* ACTION ITEM *
Starting with the line that includes "the white stadium", write out every remaining line of the records below exactly as it appears, leaving out any images.

* DATA *

*** Block opens ***

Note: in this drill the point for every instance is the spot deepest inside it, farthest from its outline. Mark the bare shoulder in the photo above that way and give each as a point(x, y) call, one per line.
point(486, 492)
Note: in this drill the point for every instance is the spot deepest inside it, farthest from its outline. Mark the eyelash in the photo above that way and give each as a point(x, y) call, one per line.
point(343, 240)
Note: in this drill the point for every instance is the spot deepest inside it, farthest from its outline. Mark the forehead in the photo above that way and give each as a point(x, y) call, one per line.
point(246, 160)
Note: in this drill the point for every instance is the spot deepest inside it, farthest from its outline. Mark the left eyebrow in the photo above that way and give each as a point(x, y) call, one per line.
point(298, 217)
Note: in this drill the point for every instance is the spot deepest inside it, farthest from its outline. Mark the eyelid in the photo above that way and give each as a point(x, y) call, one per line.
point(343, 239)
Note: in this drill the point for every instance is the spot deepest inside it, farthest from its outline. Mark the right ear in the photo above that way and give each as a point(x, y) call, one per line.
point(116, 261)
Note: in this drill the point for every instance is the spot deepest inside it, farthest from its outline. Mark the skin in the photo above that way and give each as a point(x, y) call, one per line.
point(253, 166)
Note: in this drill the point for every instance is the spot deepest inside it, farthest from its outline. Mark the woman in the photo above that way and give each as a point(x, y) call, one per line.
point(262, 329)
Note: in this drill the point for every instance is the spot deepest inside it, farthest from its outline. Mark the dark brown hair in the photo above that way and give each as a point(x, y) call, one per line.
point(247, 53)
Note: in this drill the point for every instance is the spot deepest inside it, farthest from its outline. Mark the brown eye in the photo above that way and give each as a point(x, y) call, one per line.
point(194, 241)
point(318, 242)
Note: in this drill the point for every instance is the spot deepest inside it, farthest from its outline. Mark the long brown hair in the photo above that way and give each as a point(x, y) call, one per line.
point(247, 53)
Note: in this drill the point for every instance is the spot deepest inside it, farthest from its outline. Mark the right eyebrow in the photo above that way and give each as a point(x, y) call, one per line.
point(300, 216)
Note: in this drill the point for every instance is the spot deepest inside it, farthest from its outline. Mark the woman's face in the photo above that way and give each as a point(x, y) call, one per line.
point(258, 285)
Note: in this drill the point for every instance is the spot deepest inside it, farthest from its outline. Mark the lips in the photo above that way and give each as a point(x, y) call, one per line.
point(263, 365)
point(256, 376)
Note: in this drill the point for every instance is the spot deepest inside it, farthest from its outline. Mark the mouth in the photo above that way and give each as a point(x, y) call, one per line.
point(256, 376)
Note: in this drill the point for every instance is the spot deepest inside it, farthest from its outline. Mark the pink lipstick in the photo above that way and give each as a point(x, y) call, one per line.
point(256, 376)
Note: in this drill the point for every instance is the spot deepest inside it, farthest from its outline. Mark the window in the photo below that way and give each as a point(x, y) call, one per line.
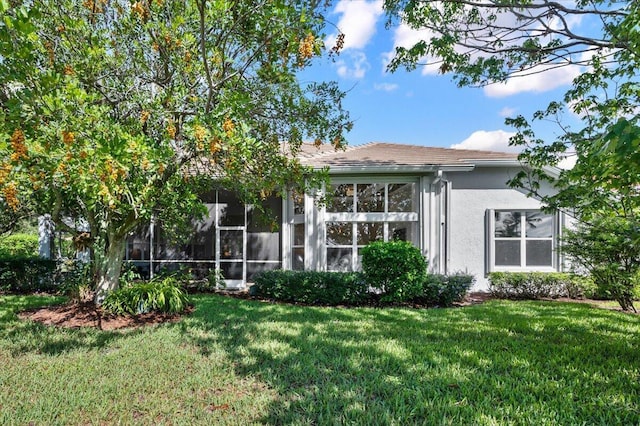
point(522, 240)
point(363, 212)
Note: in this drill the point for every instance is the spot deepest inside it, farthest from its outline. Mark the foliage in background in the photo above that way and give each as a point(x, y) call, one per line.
point(29, 275)
point(609, 249)
point(24, 275)
point(114, 111)
point(444, 290)
point(486, 42)
point(158, 295)
point(537, 285)
point(245, 362)
point(312, 287)
point(396, 268)
point(18, 245)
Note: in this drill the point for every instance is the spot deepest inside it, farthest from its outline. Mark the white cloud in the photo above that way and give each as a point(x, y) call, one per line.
point(507, 112)
point(405, 36)
point(385, 87)
point(354, 65)
point(357, 23)
point(537, 80)
point(494, 140)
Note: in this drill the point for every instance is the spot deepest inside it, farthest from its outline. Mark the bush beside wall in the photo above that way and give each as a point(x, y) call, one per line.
point(396, 268)
point(312, 287)
point(350, 288)
point(28, 275)
point(537, 285)
point(18, 245)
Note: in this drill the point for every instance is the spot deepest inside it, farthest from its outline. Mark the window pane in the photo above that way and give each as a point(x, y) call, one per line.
point(297, 263)
point(263, 246)
point(298, 234)
point(339, 234)
point(539, 253)
point(298, 203)
point(339, 259)
point(402, 197)
point(342, 200)
point(507, 253)
point(371, 197)
point(370, 232)
point(539, 225)
point(507, 224)
point(403, 231)
point(230, 209)
point(231, 244)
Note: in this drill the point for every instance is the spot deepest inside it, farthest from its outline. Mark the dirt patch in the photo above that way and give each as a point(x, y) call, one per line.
point(86, 314)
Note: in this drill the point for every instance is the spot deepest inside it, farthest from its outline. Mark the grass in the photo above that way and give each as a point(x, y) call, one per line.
point(243, 362)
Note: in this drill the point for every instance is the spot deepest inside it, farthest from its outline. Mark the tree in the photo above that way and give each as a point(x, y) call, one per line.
point(489, 41)
point(113, 110)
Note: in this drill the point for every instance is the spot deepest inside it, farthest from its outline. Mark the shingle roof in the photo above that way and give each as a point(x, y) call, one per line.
point(380, 154)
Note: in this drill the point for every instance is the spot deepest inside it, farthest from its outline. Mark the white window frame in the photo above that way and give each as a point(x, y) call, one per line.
point(491, 239)
point(386, 217)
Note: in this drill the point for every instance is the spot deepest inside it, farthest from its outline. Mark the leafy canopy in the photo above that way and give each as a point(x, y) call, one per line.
point(114, 110)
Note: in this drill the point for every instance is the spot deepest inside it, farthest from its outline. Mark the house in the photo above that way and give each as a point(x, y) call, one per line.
point(455, 205)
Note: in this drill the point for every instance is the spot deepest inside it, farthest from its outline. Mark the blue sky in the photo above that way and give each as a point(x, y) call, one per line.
point(423, 107)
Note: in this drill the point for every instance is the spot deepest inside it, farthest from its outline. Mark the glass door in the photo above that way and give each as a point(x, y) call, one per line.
point(231, 252)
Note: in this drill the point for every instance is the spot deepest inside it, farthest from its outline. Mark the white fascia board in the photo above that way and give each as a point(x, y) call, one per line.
point(374, 170)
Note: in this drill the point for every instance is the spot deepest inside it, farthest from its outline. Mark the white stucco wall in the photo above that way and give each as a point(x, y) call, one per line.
point(472, 194)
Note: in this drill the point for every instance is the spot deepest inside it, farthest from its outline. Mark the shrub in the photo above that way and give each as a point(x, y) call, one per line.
point(312, 287)
point(396, 268)
point(28, 275)
point(444, 290)
point(162, 295)
point(18, 245)
point(536, 285)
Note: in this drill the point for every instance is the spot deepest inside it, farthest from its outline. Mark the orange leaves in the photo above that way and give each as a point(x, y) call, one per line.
point(10, 193)
point(306, 48)
point(68, 137)
point(228, 126)
point(18, 146)
point(144, 116)
point(171, 130)
point(215, 145)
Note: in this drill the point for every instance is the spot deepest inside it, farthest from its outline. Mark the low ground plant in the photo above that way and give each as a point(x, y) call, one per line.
point(537, 285)
point(160, 295)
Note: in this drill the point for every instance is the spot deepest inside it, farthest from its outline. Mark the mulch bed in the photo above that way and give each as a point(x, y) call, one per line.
point(86, 314)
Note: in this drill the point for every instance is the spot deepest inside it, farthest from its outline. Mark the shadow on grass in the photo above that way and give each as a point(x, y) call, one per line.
point(501, 362)
point(23, 336)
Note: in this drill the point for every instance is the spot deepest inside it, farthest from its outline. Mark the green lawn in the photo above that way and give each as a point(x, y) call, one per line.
point(242, 362)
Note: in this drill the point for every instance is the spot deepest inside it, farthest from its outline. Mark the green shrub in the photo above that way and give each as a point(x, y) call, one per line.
point(444, 290)
point(312, 287)
point(28, 275)
point(395, 268)
point(163, 295)
point(18, 246)
point(536, 285)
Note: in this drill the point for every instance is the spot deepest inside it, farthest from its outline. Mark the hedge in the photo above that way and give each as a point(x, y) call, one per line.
point(28, 275)
point(18, 245)
point(537, 285)
point(350, 288)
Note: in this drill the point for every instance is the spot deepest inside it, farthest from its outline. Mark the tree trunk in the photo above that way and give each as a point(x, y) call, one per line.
point(108, 269)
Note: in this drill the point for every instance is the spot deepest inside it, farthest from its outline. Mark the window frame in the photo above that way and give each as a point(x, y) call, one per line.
point(386, 217)
point(522, 267)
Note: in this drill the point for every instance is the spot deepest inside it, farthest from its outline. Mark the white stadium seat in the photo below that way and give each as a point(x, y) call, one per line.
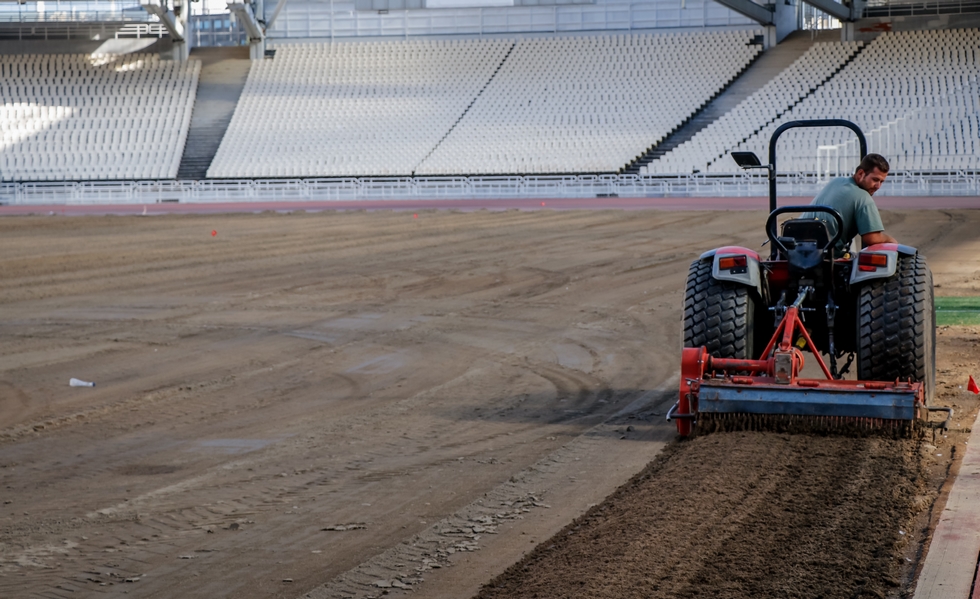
point(94, 117)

*** Block closes ***

* WORKED SOLUTION *
Note: in this drill the point for every instance is the spot deepest inside it, farthest from its outline. Mark the white stadium seat in the photo below that way and give each as a point(x, y) call, one per line.
point(94, 117)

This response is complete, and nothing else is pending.